• **Text block**:
At the beach, I enjoyed a swim in the sky blue waters with constant interruption by hagglers asking if I needed anything from a hat to a boat ride in their state of the art yacht. The yacht was an oversized canoe with a creaky engine that spewed smoke at beach goers. The beach formed a long line of palm trees and mangroves with crustaceans easily viewed through the clear water. A low tide swept a crab to the show near one of the beach boys, who poked it with his feet before the waves crashed on his feet carrying the crab away with them.
The visit at the Kenyan coast ended with a visit to historical Lamu town and one of the oldest towns in Africa. The town consists of narrow streets and donkeys were the main mode of transport in the town. The buildings were historical seemingly telling a story about the early times. The visit in Lamu ended at Gedi Ruins that serve as evidence of the presence of African civilization. I managed to buy two kangas, the African shawls, packed and caught a flight to the lakeside city of Kisumu. Kisumu Dala On arrival at the Kisumu airport, a stench wafted and filled the air.

• **Required action 1**: Transcribe everything in the travel account from "At the beach, I" down to "away with them.".
• **Required action 2**: According to the travel account, what was the main mode of transport in Lamu town?
• **Required action 3**: Using the travel account, explain why the swim at the beach was not peaceful.

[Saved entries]
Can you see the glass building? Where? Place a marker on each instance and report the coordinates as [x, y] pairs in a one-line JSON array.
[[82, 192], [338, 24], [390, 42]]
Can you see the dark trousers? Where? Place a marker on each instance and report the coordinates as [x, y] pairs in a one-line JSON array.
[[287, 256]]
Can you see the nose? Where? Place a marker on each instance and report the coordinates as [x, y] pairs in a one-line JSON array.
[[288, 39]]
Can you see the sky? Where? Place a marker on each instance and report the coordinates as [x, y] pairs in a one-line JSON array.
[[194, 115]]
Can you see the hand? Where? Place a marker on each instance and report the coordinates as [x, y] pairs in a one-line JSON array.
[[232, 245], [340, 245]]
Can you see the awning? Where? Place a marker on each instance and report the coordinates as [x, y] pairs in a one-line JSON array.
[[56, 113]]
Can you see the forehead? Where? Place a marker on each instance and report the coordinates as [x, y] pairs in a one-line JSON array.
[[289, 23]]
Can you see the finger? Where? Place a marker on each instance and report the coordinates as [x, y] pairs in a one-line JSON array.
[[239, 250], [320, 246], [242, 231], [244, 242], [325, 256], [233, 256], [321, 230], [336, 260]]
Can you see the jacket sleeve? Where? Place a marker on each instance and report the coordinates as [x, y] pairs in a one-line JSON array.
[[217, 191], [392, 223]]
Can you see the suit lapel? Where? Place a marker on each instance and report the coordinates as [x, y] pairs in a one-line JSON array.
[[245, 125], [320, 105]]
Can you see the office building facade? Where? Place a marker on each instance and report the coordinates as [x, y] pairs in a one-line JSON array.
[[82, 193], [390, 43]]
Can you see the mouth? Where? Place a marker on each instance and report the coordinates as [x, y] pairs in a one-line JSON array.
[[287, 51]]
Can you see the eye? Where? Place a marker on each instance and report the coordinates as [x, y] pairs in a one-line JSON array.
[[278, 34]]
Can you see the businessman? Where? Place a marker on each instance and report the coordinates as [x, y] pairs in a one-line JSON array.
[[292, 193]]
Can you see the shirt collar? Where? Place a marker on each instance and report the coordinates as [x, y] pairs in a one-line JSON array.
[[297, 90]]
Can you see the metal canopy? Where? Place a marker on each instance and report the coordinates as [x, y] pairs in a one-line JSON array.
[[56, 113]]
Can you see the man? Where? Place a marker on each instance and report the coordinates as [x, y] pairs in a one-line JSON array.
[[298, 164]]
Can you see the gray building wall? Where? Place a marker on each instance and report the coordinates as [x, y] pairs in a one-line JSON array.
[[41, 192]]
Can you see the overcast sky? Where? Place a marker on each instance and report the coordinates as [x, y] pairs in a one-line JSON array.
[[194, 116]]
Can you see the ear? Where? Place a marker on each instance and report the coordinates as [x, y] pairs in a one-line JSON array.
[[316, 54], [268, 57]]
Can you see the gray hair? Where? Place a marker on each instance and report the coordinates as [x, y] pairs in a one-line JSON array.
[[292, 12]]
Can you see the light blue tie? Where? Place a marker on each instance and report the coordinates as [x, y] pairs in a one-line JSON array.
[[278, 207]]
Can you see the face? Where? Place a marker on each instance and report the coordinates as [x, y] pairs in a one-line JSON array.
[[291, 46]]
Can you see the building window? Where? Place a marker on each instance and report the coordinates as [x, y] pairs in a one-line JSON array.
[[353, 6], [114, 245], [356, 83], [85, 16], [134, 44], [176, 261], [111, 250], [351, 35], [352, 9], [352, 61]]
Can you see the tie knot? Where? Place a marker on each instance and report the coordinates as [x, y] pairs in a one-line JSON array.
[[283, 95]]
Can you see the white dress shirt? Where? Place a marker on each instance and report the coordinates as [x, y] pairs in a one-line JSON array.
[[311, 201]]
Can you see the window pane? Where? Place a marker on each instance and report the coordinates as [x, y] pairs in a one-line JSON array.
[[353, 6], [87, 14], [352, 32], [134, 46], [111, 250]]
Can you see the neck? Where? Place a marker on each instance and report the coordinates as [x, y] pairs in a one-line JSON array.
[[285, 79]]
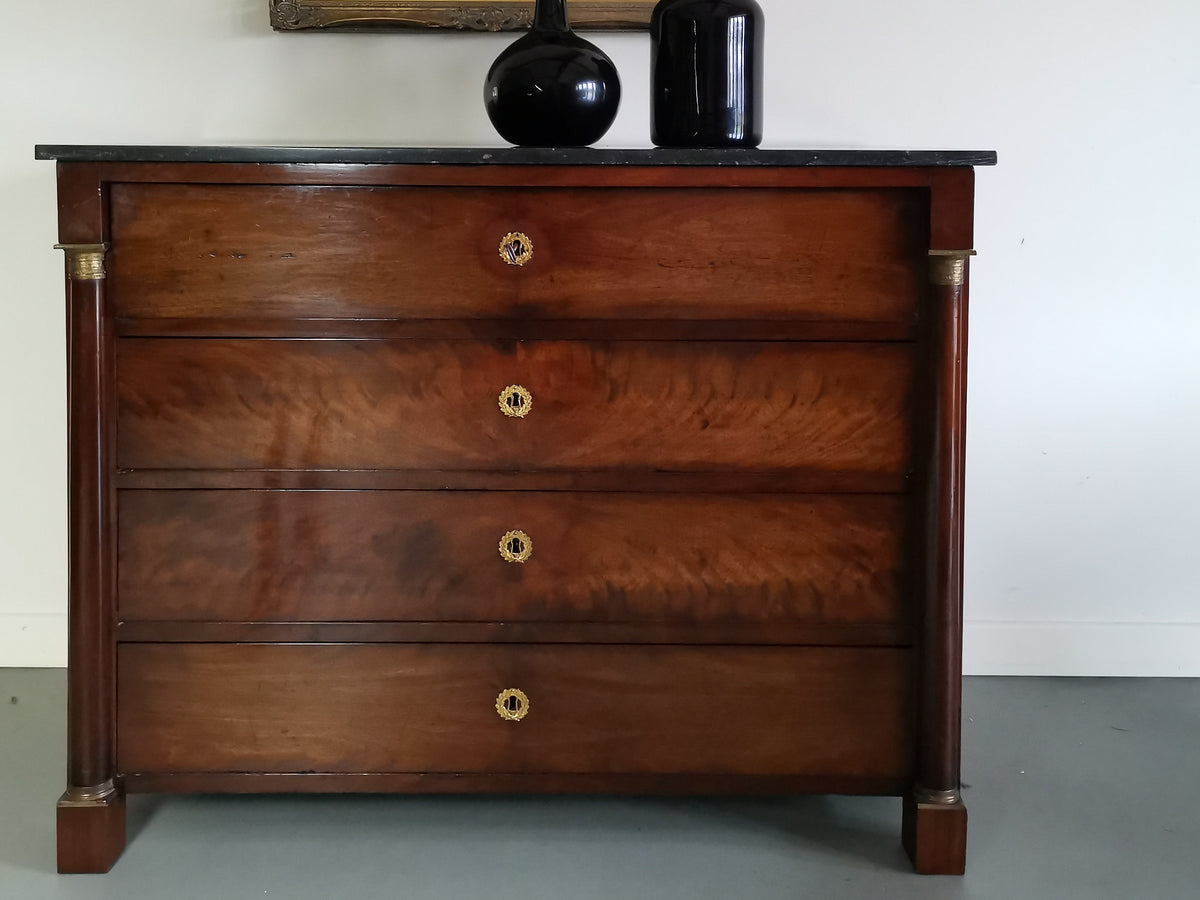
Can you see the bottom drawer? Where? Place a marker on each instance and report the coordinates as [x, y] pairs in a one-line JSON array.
[[354, 708]]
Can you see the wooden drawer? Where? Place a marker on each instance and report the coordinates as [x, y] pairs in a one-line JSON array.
[[433, 405], [354, 556], [277, 708], [282, 252]]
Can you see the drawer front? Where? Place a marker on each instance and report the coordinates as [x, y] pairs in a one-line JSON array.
[[433, 252], [361, 556], [435, 405], [433, 708]]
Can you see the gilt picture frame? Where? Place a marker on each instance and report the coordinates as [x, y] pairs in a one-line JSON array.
[[479, 16]]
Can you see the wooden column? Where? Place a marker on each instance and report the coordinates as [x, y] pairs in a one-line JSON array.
[[91, 813], [935, 819]]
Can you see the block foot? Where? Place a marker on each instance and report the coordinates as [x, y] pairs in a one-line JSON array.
[[90, 829], [935, 832]]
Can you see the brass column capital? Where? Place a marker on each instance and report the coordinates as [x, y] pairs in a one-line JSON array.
[[85, 262], [948, 267]]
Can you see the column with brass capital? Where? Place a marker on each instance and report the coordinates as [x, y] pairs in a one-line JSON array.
[[934, 815], [91, 813]]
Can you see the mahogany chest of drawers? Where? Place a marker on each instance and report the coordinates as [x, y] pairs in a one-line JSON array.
[[515, 471]]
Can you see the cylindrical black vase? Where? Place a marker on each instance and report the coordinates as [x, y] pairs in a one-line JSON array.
[[706, 73], [551, 88]]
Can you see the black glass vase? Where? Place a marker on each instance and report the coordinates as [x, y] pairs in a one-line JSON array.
[[706, 73], [551, 88]]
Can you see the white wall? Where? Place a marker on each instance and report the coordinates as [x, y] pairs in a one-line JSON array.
[[1084, 461]]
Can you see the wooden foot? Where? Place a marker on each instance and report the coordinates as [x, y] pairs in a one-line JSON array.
[[91, 829], [935, 835]]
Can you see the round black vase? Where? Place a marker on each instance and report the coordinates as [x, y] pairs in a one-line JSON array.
[[706, 73], [551, 88]]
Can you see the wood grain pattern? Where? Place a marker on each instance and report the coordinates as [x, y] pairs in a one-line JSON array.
[[809, 634], [432, 405], [288, 556], [418, 252], [646, 480], [593, 709], [489, 783], [90, 835]]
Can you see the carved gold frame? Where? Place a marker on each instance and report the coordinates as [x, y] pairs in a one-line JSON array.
[[479, 16]]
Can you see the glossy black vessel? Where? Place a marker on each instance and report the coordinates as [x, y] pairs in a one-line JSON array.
[[706, 73], [551, 88]]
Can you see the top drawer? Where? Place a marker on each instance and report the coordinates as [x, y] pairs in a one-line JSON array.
[[250, 251]]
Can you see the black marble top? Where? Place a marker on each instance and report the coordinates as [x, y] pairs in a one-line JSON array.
[[509, 156]]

• **Answer section 1**:
At the beach, I enjoyed a swim in the sky blue waters with constant interruption by hagglers asking if I needed anything from a hat to a boat ride in their state of the art yacht. The yacht was an oversized canoe with a creaky engine that spewed smoke at beach goers. The beach formed a long line of palm trees and mangroves with crustaceans easily viewed through the clear water. A low tide swept a crab to the show near one of the beach boys, who poked it with his feet before the waves crashed on his feet carrying the crab away with them.

• **Answer section 2**: Donkeys were the main mode of transport in Lamu town.

• **Answer section 3**: Hagglers kept interrupting, asking if anything was needed, from a hat to a boat ride in their yacht.